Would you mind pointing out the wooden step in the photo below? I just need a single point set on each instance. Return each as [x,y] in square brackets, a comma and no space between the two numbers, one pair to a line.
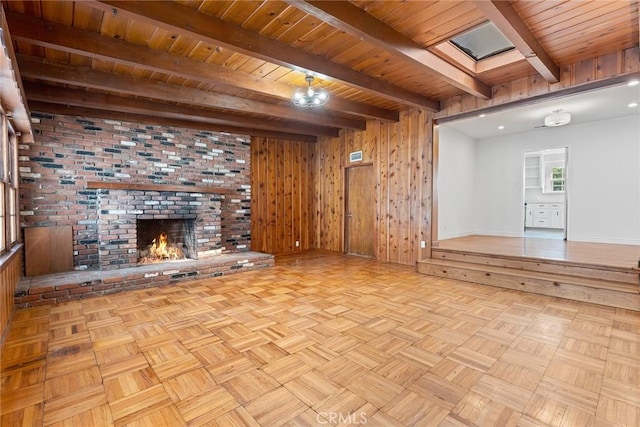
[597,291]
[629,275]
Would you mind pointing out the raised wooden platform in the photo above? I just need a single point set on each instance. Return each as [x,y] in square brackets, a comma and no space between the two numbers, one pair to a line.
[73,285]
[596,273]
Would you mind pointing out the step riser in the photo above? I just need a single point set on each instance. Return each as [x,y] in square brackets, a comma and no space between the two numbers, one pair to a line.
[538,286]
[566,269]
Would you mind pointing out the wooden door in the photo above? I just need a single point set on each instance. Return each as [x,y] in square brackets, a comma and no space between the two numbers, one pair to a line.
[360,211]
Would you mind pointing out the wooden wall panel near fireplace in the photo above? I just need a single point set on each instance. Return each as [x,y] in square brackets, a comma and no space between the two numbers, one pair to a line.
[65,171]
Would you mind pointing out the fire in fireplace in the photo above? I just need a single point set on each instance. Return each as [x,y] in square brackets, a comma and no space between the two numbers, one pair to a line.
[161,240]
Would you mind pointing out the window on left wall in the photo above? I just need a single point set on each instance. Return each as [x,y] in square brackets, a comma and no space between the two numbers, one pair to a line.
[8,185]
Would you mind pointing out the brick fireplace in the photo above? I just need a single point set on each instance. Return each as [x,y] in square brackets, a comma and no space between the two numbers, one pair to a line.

**TASK PROMPT**
Render all the rows above as a JSON list of strings, with one string for each line and no blank lines. Leave the pictures out.

**ANSWER TO THIS TASK**
[
  "Would you mind pointing out the wooden step in the photo below? I just need a single point set on each instance. Return each as [x,y] in square brackets, a comma and no space between the two numbers, one pair to a line.",
  "[597,291]",
  "[629,275]",
  "Would you mind pointing out the raised wooden platform in the photo above? I just need a single point set on each instance. Return each as [x,y] in square brackets, a comma and no space between the two numbers, one pair to a line.",
  "[73,285]",
  "[596,273]",
  "Would you mind pointing out the step riser in the photo above? I just need a single point set on each instance. Return each as [x,y] in square brackets, a comma and no space between the two numbers, one pair to a line.",
  "[538,286]",
  "[566,269]",
  "Would you mind pointing out the wooden door in the photo above? I just need a single point set on each instance. Return each as [x,y] in square brackets, a comma and no space between the two numbers, one pair to a line.",
  "[360,211]",
  "Would you mind pointing out the wooden wall panel near fireplace in the photo above? I just need a single point set on each instance. Return each as [x,y] in square brackets, a comma and no space between the two numbers, one pair to a line.",
  "[65,171]",
  "Would you mind pointing out the fire in fireplace in the photo above? I just need a single point set on each instance. Return each as [x,y] in square brackets, a comma and no space between the two numbers, one pair to a line.",
  "[161,240]",
  "Would you mind pointing out the window on left wall in the photo above? I just need a single point set on each instance. Return each as [x,y] in square brackets, a comma and no space between the two numbers, one pair to a line.",
  "[8,185]",
  "Would you mind pointing out the brick fireplace in the photo above? I just need a single point set on each instance. Return each as [x,y] in square brackets, a comma and no space between the two numbers, one pair to a line."
]